## Problem to solve
Look through the entries and report how many lines include the word "blade". Give the number alone.

## Entries shown

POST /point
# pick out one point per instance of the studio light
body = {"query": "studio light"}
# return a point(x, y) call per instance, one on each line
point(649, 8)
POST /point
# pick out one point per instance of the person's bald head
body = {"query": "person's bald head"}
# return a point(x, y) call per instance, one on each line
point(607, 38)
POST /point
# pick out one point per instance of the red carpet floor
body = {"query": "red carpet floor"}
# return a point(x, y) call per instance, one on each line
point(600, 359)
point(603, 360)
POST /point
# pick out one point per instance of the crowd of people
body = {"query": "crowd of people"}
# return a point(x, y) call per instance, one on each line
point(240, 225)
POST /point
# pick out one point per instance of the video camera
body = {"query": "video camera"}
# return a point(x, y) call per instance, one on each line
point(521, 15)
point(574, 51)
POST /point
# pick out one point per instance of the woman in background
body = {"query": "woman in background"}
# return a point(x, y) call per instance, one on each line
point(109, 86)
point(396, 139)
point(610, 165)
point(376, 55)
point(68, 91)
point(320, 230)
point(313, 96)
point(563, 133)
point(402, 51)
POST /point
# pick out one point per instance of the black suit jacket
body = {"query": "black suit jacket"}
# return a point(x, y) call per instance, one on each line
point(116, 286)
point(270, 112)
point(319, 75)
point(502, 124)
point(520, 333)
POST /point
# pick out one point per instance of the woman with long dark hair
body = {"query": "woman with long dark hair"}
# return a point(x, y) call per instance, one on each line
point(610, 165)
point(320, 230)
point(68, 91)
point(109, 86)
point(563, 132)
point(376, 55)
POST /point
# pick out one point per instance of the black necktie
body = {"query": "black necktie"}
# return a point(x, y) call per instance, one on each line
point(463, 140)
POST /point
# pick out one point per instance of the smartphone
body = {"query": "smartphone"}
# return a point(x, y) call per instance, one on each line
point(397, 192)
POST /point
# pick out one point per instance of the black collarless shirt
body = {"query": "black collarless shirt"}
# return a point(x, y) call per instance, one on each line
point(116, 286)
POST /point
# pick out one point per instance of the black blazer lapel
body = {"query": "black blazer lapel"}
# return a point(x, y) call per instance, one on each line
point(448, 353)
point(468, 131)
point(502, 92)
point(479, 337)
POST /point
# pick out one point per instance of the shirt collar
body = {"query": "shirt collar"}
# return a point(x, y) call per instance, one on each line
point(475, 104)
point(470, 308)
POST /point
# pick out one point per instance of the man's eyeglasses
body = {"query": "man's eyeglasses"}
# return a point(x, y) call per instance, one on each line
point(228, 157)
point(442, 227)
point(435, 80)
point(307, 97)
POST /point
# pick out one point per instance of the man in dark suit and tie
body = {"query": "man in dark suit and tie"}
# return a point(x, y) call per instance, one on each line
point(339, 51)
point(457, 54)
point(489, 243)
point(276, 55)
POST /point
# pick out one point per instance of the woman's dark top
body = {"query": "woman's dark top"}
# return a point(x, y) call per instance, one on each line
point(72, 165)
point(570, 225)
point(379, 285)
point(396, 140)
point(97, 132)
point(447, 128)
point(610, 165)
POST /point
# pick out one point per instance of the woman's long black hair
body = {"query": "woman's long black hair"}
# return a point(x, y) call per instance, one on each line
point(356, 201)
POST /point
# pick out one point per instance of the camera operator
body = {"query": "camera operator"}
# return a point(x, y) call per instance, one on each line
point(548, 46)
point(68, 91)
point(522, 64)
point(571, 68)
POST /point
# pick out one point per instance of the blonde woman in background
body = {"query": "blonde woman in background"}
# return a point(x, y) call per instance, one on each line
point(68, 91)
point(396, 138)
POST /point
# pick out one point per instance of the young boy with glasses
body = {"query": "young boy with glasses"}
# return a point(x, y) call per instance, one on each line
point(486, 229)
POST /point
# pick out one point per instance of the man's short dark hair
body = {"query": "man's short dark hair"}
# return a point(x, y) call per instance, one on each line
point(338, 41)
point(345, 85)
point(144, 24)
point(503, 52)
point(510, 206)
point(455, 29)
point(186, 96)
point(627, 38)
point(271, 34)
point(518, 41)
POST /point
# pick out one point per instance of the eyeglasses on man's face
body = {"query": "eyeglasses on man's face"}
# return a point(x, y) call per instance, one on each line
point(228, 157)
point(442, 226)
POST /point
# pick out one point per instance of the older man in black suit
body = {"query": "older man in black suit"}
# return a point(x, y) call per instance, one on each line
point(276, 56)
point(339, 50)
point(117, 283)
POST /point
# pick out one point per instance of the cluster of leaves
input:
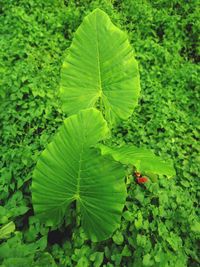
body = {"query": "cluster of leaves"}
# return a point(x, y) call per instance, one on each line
point(160, 224)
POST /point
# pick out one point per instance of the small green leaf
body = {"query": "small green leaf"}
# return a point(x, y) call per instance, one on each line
point(6, 230)
point(144, 160)
point(118, 238)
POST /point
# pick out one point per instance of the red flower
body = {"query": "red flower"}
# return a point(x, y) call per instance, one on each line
point(137, 174)
point(142, 180)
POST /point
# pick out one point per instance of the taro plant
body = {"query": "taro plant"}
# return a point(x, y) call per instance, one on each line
point(99, 87)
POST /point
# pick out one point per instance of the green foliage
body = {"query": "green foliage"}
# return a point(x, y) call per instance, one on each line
point(164, 35)
point(100, 67)
point(142, 159)
point(70, 170)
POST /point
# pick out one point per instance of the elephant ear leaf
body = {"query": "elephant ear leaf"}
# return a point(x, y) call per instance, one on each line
point(69, 169)
point(100, 69)
point(144, 160)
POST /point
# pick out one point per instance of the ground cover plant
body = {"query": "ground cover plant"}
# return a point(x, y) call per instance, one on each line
point(160, 225)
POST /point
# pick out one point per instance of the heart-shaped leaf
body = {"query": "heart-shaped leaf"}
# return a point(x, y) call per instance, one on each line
point(100, 69)
point(69, 169)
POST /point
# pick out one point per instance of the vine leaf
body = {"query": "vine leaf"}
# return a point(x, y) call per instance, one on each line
point(144, 160)
point(69, 169)
point(100, 67)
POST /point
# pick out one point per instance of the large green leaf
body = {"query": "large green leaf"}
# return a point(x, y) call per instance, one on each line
point(70, 169)
point(100, 66)
point(144, 160)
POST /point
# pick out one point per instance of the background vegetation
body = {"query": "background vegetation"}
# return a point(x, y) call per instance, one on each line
point(160, 224)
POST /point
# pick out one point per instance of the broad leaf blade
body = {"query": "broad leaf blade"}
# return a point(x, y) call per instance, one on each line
point(69, 169)
point(144, 160)
point(100, 64)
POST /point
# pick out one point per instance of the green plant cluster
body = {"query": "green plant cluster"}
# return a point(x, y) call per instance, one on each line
point(160, 225)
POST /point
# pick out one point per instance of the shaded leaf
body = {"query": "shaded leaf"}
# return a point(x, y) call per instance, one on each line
point(70, 170)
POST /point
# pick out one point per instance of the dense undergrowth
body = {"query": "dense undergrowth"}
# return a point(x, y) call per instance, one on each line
point(160, 224)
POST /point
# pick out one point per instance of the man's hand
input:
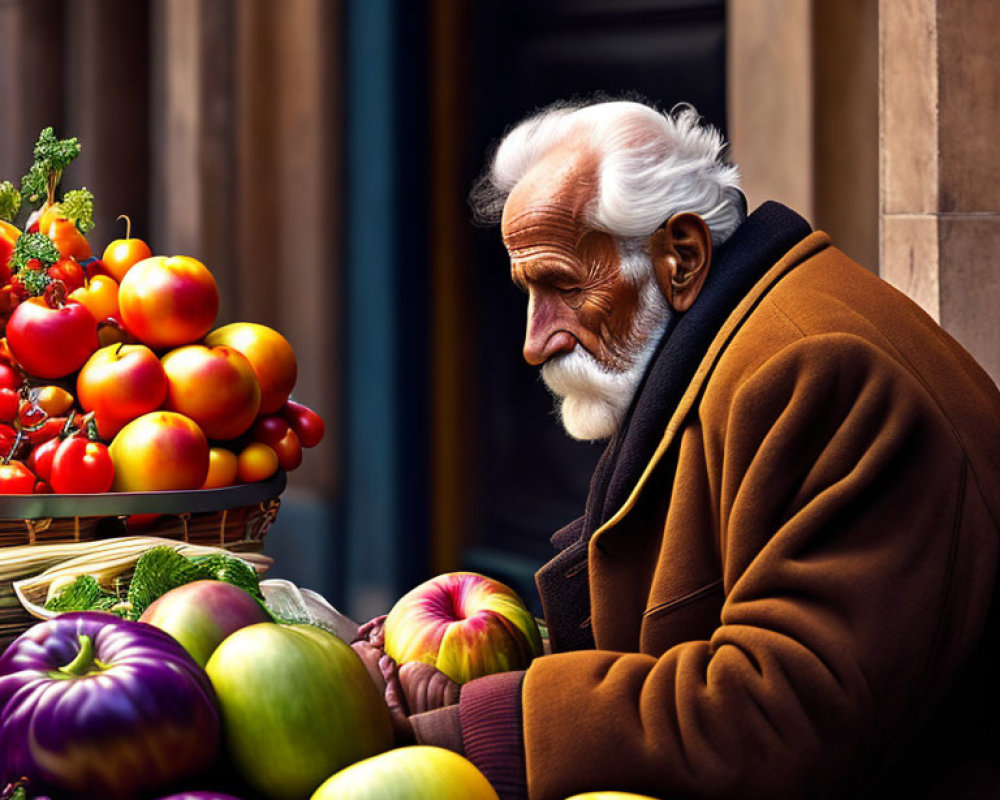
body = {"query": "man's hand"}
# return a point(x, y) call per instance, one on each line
point(411, 689)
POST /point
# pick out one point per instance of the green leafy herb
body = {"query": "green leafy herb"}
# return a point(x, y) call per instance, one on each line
point(34, 281)
point(52, 156)
point(78, 205)
point(36, 246)
point(10, 201)
point(83, 594)
point(157, 571)
point(221, 567)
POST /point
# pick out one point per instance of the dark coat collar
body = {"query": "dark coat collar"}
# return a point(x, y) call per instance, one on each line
point(737, 265)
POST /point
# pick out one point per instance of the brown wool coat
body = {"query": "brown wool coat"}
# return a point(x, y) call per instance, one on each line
point(802, 578)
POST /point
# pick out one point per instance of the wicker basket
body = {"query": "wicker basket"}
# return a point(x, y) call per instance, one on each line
point(236, 518)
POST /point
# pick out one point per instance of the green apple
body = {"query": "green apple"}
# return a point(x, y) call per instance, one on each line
point(409, 773)
point(610, 796)
point(297, 705)
point(200, 615)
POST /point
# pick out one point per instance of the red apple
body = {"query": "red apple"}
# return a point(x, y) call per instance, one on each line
point(465, 624)
point(213, 386)
point(48, 341)
point(9, 235)
point(120, 383)
point(297, 705)
point(167, 302)
point(123, 254)
point(270, 355)
point(159, 451)
point(201, 614)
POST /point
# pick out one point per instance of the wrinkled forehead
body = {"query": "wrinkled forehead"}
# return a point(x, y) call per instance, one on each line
point(554, 194)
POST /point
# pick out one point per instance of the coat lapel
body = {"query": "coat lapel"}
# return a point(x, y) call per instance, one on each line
point(808, 247)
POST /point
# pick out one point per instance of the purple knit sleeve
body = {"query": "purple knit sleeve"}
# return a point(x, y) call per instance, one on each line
point(492, 731)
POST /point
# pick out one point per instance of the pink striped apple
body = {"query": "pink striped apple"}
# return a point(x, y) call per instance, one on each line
point(464, 624)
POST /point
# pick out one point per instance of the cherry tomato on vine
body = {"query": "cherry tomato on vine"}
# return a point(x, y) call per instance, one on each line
point(277, 434)
point(256, 462)
point(9, 402)
point(307, 424)
point(9, 379)
point(81, 466)
point(15, 478)
point(69, 271)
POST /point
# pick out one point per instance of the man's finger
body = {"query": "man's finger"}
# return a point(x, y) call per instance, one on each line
point(426, 688)
point(370, 655)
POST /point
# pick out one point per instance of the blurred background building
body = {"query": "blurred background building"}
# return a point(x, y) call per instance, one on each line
point(316, 155)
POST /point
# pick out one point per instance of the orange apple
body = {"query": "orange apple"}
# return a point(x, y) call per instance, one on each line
point(222, 467)
point(463, 623)
point(119, 383)
point(167, 302)
point(100, 296)
point(159, 451)
point(270, 355)
point(215, 386)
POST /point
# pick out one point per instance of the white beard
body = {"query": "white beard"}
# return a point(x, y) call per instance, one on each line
point(593, 399)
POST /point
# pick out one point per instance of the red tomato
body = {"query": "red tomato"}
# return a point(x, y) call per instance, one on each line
point(81, 466)
point(51, 342)
point(307, 424)
point(9, 379)
point(49, 429)
point(9, 402)
point(8, 236)
point(29, 414)
point(15, 478)
point(279, 436)
point(40, 458)
point(122, 254)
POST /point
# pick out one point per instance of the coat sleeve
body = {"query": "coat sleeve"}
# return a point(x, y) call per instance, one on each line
point(839, 491)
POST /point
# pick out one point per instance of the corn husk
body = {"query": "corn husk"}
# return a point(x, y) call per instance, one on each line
point(33, 574)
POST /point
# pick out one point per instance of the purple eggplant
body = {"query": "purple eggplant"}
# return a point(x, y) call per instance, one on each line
point(96, 706)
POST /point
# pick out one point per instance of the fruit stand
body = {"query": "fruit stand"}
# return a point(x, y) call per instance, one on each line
point(144, 654)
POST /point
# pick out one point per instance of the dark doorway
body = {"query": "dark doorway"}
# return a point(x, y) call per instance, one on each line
point(524, 477)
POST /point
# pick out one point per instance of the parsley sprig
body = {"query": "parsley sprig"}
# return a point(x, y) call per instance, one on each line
point(52, 156)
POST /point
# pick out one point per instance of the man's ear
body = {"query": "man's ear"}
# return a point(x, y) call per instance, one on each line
point(681, 249)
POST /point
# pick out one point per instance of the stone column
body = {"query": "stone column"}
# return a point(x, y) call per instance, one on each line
point(939, 172)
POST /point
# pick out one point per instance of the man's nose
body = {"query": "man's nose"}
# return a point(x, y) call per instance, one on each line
point(547, 333)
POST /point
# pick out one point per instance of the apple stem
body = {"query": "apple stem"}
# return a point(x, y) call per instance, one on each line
point(128, 225)
point(55, 294)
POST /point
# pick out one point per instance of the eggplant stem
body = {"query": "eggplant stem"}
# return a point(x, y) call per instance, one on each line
point(84, 659)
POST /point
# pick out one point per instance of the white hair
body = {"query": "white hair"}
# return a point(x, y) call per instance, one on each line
point(651, 165)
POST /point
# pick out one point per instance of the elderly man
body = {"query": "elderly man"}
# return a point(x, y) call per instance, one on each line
point(781, 586)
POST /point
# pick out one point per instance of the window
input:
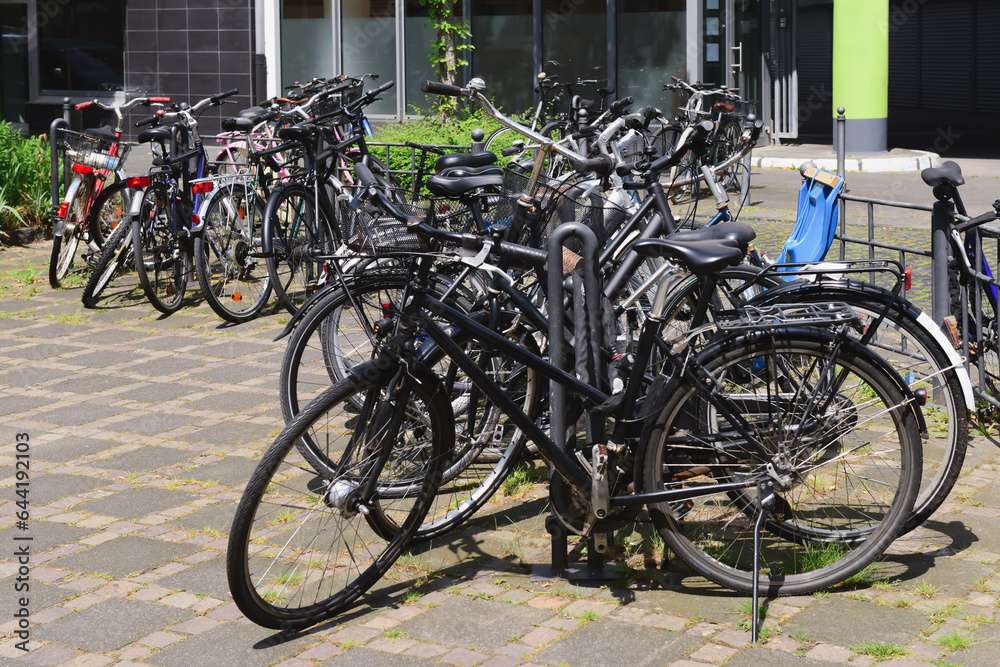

## Reply to the exercise
2